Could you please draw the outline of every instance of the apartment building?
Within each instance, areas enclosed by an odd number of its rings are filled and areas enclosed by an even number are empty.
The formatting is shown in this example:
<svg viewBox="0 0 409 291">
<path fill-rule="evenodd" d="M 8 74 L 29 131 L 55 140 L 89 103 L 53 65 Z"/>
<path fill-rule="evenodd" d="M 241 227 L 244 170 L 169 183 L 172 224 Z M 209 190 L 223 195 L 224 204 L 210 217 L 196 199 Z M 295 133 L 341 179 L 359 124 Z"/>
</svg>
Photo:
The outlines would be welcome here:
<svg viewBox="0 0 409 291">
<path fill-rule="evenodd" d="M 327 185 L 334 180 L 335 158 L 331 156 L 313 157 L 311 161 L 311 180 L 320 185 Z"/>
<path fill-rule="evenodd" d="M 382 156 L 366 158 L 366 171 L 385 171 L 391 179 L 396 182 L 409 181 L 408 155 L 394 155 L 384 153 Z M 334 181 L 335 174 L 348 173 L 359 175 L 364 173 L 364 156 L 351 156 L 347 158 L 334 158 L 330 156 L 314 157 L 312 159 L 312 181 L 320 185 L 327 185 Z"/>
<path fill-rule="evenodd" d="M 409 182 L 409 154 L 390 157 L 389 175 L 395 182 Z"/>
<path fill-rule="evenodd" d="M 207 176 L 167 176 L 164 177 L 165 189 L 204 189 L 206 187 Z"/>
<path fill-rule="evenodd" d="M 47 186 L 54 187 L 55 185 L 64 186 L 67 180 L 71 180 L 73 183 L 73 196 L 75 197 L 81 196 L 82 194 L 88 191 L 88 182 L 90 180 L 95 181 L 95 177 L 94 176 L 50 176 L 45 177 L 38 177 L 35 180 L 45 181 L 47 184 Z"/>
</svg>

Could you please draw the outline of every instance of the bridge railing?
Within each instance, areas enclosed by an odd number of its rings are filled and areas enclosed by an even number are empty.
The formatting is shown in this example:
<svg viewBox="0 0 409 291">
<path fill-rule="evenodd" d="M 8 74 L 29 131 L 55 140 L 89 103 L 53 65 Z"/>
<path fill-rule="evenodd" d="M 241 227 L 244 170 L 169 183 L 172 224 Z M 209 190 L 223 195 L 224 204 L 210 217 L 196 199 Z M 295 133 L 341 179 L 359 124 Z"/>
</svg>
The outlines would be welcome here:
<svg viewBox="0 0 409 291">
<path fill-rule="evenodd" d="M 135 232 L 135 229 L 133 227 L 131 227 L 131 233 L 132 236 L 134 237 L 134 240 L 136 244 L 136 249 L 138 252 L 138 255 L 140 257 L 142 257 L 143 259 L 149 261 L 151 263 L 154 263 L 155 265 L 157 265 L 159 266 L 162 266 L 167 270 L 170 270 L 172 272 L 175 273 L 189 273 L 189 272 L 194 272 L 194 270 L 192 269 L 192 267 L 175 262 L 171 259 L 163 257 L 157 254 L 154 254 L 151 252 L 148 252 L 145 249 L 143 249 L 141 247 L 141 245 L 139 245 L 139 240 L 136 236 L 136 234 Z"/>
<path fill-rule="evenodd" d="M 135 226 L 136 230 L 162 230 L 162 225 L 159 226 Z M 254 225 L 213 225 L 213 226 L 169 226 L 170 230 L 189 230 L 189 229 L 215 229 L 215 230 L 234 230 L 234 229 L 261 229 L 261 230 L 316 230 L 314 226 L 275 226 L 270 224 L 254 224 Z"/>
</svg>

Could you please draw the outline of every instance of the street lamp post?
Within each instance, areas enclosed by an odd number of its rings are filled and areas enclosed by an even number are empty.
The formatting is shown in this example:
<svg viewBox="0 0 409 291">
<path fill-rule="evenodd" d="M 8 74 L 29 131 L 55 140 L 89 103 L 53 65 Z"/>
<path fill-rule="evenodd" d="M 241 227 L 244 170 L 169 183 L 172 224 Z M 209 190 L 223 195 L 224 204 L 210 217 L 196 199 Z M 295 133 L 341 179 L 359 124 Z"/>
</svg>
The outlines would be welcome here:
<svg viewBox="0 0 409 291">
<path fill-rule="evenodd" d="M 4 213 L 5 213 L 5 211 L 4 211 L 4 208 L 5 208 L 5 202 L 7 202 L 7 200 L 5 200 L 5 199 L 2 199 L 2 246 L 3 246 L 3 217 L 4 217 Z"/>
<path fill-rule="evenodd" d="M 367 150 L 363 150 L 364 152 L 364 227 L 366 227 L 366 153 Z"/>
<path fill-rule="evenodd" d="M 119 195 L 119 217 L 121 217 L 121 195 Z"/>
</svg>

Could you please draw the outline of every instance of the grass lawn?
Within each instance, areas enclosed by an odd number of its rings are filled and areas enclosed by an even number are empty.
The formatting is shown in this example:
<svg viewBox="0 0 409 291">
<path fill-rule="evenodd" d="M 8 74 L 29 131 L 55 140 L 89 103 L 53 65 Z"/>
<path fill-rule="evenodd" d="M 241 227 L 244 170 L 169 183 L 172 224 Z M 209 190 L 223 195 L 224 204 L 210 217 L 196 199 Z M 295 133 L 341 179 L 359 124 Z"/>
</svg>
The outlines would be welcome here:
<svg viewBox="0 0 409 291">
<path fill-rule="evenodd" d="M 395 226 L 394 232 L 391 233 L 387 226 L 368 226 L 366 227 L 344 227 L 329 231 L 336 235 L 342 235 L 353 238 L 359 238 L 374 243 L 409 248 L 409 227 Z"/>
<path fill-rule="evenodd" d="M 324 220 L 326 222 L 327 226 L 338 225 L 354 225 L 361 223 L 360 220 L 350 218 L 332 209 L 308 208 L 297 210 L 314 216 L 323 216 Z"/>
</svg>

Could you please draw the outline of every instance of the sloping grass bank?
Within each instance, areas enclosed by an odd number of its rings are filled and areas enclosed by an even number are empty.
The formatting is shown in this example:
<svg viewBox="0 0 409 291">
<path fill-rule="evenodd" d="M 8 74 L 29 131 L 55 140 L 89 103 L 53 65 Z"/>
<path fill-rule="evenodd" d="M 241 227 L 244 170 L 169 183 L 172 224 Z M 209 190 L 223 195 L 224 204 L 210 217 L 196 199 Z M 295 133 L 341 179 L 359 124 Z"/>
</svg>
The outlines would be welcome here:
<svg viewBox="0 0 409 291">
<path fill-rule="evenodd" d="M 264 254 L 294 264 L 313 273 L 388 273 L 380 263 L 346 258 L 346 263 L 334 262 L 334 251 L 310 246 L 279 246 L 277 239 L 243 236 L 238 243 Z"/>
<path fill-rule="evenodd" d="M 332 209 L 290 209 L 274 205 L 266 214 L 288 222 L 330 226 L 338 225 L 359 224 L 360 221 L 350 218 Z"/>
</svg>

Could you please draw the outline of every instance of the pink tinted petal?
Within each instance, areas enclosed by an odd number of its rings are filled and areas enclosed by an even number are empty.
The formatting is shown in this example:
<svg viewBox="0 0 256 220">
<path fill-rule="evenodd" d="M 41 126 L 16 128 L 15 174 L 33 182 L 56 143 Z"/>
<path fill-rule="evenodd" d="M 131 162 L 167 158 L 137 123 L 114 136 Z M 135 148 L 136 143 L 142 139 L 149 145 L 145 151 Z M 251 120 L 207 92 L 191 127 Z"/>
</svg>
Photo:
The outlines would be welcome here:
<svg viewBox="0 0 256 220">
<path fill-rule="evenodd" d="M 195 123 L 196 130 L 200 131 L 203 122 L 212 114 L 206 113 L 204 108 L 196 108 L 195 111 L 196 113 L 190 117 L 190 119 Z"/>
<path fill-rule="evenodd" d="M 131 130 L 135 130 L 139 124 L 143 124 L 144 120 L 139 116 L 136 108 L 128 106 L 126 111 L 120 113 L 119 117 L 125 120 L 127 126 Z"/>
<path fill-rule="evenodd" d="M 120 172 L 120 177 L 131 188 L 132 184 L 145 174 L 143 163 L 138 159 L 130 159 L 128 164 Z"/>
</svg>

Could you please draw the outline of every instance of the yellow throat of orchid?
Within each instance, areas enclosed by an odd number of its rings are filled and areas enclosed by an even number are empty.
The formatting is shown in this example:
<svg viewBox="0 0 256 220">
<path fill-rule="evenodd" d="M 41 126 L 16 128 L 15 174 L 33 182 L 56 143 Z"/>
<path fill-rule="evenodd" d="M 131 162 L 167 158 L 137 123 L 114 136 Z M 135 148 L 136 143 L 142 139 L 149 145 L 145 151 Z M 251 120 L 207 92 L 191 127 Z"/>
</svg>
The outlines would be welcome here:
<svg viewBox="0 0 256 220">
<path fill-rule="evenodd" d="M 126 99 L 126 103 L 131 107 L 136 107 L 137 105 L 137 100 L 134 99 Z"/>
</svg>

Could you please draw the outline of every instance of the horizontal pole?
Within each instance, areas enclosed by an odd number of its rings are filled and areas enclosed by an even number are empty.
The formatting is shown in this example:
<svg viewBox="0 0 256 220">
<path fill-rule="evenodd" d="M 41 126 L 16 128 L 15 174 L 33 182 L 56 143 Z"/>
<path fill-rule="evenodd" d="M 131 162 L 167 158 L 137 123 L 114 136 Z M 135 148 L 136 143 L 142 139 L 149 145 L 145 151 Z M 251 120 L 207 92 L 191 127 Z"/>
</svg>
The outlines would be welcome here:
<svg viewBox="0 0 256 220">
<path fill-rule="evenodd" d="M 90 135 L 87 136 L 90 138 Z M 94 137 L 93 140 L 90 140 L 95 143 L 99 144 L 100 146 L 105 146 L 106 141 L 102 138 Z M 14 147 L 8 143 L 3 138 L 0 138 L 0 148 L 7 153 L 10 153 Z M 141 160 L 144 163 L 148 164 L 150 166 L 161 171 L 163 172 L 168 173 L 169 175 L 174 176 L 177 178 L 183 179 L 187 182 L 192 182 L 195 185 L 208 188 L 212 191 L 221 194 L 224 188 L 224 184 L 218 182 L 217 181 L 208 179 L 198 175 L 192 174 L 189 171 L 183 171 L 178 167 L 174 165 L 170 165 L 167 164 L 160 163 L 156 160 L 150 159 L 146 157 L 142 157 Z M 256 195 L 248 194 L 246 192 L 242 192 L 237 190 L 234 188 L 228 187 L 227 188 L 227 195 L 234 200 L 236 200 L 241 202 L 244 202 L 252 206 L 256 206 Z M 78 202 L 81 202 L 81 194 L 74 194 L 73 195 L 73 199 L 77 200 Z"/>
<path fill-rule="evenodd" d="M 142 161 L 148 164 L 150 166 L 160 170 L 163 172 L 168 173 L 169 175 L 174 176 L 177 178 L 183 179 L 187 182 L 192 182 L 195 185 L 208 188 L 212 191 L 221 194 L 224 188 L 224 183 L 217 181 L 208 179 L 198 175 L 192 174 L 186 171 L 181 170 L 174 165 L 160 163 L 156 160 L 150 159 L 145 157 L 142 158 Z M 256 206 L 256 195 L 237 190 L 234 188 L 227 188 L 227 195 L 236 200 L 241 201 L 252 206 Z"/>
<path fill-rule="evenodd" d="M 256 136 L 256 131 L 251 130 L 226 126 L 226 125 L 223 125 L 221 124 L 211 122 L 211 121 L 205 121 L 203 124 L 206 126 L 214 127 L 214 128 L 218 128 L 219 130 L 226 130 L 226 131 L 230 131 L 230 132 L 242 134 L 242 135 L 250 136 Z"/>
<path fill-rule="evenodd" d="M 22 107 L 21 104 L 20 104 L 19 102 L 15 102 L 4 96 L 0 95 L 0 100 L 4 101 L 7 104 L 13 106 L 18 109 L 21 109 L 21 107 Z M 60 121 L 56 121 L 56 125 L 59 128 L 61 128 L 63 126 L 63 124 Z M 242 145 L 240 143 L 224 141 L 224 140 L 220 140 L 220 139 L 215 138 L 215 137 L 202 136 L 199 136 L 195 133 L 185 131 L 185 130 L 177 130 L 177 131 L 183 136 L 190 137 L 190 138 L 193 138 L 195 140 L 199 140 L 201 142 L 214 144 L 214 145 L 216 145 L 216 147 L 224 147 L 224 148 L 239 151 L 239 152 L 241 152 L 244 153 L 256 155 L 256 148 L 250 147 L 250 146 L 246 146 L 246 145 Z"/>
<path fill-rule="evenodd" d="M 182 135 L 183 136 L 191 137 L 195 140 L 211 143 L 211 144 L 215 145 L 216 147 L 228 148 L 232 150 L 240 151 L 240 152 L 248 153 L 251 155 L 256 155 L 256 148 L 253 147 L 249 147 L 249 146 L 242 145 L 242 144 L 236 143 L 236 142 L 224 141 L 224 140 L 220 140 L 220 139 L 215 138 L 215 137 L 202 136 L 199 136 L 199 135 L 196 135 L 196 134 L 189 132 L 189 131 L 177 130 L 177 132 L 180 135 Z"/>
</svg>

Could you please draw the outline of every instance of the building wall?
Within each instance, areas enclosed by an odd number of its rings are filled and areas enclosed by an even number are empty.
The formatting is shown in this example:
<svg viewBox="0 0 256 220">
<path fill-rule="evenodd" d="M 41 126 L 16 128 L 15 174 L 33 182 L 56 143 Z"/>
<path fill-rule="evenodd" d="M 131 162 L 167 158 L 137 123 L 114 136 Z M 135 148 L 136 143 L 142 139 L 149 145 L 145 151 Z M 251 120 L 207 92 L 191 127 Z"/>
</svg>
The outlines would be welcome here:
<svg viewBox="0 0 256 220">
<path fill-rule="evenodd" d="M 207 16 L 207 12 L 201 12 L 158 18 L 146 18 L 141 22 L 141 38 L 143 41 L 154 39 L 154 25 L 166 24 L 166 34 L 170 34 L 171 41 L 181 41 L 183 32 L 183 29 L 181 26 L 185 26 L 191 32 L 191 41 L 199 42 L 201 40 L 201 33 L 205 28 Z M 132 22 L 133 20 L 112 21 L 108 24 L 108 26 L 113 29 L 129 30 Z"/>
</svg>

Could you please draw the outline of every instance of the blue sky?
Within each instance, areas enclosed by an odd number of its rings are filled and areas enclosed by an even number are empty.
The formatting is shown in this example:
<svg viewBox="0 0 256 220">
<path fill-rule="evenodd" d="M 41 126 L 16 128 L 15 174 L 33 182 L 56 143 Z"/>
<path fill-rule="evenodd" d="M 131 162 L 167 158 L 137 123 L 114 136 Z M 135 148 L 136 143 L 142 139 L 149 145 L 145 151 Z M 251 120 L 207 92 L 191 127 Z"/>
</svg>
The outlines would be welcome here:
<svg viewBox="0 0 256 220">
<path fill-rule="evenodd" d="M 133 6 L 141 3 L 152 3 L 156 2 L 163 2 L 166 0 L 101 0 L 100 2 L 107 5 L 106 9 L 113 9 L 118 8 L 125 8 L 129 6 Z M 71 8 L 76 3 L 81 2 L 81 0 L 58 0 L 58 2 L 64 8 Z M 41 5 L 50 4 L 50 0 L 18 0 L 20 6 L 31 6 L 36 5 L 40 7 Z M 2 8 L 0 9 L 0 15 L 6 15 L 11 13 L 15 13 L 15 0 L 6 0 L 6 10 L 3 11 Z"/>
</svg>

━━━━

SHORT PROBLEM: Only the lines from the one with "the blue sky?" through the end of the material are wanted; copy them exactly, both ends included.

RESPONSE TO THIS TASK:
Could you please draw the outline of every instance of the blue sky?
Within each instance, areas enclosed by an odd number of its rings are filled and areas enclosed by an even number are empty.
The formatting is shown in this example:
<svg viewBox="0 0 256 220">
<path fill-rule="evenodd" d="M 41 126 L 16 128 L 15 174 L 33 182 L 56 143 Z"/>
<path fill-rule="evenodd" d="M 131 162 L 167 158 L 137 123 L 114 136 Z M 135 148 L 136 143 L 142 139 L 149 145 L 145 151 Z M 251 120 L 207 92 L 191 127 Z"/>
</svg>
The outlines would be welcome here:
<svg viewBox="0 0 256 220">
<path fill-rule="evenodd" d="M 133 6 L 141 3 L 152 3 L 156 2 L 163 2 L 166 0 L 101 0 L 100 2 L 107 5 L 106 9 L 113 9 L 118 8 L 125 8 L 129 6 Z M 71 8 L 76 3 L 81 2 L 81 0 L 58 0 L 58 2 L 64 8 Z M 41 5 L 50 4 L 50 0 L 18 0 L 20 6 L 31 6 L 36 5 L 40 7 Z M 2 8 L 0 9 L 0 15 L 6 15 L 11 13 L 15 13 L 15 0 L 6 0 L 6 10 L 3 11 Z"/>
</svg>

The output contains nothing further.